GIVEN EXERCISE: In this exercise, reproduce all the entries that follow exactly.

=======

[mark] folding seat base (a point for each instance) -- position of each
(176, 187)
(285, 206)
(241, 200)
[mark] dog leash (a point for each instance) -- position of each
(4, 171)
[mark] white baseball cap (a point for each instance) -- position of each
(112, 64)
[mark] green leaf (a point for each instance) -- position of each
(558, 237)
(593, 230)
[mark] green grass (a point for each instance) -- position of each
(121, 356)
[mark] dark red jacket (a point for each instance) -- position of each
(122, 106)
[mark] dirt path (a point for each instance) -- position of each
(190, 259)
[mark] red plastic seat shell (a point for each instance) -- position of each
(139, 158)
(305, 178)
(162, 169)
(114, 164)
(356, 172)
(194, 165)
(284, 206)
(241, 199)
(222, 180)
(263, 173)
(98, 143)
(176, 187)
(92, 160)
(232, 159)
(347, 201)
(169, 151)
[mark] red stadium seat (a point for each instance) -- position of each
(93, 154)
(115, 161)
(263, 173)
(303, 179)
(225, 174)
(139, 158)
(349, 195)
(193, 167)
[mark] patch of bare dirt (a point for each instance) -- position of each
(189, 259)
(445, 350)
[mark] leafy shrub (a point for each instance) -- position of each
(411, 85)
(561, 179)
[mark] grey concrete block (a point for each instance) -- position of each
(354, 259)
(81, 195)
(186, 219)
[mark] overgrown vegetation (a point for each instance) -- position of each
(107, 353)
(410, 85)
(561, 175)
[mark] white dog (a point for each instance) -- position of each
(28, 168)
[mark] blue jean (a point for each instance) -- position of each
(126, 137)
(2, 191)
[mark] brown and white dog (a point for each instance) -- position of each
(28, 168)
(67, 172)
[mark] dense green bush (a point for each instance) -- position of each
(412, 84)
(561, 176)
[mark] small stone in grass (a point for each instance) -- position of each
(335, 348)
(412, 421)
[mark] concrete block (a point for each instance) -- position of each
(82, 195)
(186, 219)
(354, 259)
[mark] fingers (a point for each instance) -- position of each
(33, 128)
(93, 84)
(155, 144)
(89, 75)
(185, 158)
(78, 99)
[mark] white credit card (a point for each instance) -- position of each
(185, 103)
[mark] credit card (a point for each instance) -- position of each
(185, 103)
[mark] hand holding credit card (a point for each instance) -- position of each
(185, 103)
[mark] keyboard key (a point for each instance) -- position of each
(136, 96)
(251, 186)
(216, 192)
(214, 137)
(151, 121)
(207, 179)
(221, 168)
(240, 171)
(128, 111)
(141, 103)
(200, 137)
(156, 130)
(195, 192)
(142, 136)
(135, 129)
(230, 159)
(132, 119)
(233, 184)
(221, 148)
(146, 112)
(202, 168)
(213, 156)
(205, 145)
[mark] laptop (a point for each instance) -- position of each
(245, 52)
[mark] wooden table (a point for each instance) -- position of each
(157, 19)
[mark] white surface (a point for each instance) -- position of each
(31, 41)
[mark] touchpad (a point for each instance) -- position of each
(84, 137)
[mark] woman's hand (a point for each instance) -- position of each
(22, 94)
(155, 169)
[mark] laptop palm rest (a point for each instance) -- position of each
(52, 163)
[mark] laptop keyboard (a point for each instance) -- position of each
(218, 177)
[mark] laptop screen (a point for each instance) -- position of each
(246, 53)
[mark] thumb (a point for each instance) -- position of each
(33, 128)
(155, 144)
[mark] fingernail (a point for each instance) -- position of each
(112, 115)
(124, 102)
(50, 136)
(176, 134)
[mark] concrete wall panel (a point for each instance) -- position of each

=======

WORKED SOLUTION:
[mark] folding seat base (a point for each instance) -- position of each
(176, 187)
(285, 206)
(241, 200)
[mark] dog leash (a point for each instance) -- position of each
(4, 171)
[mark] white baseball cap (a point for each instance) -- position of each
(112, 64)
[mark] green leaf (a point for each instance) -- position of each
(558, 237)
(593, 230)
[mark] green grass (a point for each instance) -- position of each
(121, 356)
[mark] dark red jacket (a point for each instance) -- position of each
(122, 106)
[mark] dirt path (a point for each instance) -- position of each
(190, 259)
[mark] red plastic seat shell (a point for each instance) -- position of each
(139, 158)
(305, 178)
(162, 169)
(114, 164)
(356, 172)
(194, 165)
(284, 206)
(241, 199)
(222, 180)
(263, 173)
(98, 143)
(176, 187)
(92, 160)
(232, 159)
(347, 201)
(169, 151)
[mark] red stadium seat (a point for each instance) -- position of each
(93, 154)
(115, 161)
(263, 173)
(303, 179)
(225, 174)
(139, 158)
(349, 195)
(193, 167)
[mark] patch of bare dirt (a point for each instance) -- position of each
(189, 259)
(445, 350)
[mark] leafy shrub (a point for each instance) -- position of each
(411, 85)
(561, 179)
[mark] grey concrete block (a point for each instance) -- position of each
(354, 259)
(81, 195)
(186, 219)
[mark] overgrown vegetation (a point for each instance) -- position of each
(107, 353)
(410, 85)
(561, 175)
[mark] white dog (a point for each instance) -- position of each
(28, 168)
[mark] blue jean (a point for each instance) -- position of each
(126, 137)
(2, 191)
[mark] brown and white dog (a point for each instance) -- position of each
(28, 168)
(67, 172)
[mark] dense green bush (a point for each instance) -- position of each
(412, 84)
(561, 176)
[mark] small stone in grass (a point for each instance) -- position of each
(335, 348)
(412, 421)
[mark] concrete block (a point for each instance) -- position of each
(82, 195)
(186, 219)
(354, 259)
[mark] fingers (a point for each instance) -- position of each
(33, 128)
(93, 84)
(155, 144)
(89, 75)
(185, 158)
(78, 99)
[mark] white credit card (a point for each instance) -- position of each
(185, 103)
[mark] credit card (a point for each instance) -- position of each
(185, 103)
[mark] hand holding credit card (a point for each instance) -- position of each
(185, 103)
[mark] keyboard key (a point for each instance) -- position of each
(136, 96)
(251, 186)
(216, 192)
(214, 137)
(151, 121)
(207, 179)
(221, 168)
(240, 171)
(128, 111)
(141, 103)
(200, 137)
(156, 130)
(195, 192)
(142, 136)
(135, 129)
(230, 159)
(132, 119)
(233, 184)
(221, 148)
(146, 112)
(202, 168)
(213, 156)
(205, 145)
[mark] laptop (a point for each instance) -- position of each
(245, 52)
[mark] wooden table (a point for each instance) -- position of each
(157, 19)
[mark] white surface (a point for each instance) -- position of each
(31, 41)
[mark] touchpad (a point for each instance) -- position of each
(84, 137)
[mark] woman's hand (a point for each instance) -- position of each
(22, 94)
(155, 169)
[mark] laptop palm rest (a point for each instance) -- position of each
(52, 163)
[mark] laptop keyboard (a point for each instance) -- position of each
(218, 177)
[mark] laptop screen (a point for each instance) -- position of each
(246, 53)
[mark] thumb (a point for each instance) -- position of each
(33, 128)
(155, 144)
[mark] fingernail (a point for each instance) -- position of each
(112, 115)
(124, 102)
(50, 136)
(176, 134)
[mark] concrete wall panel (a point for each instance) -- position of each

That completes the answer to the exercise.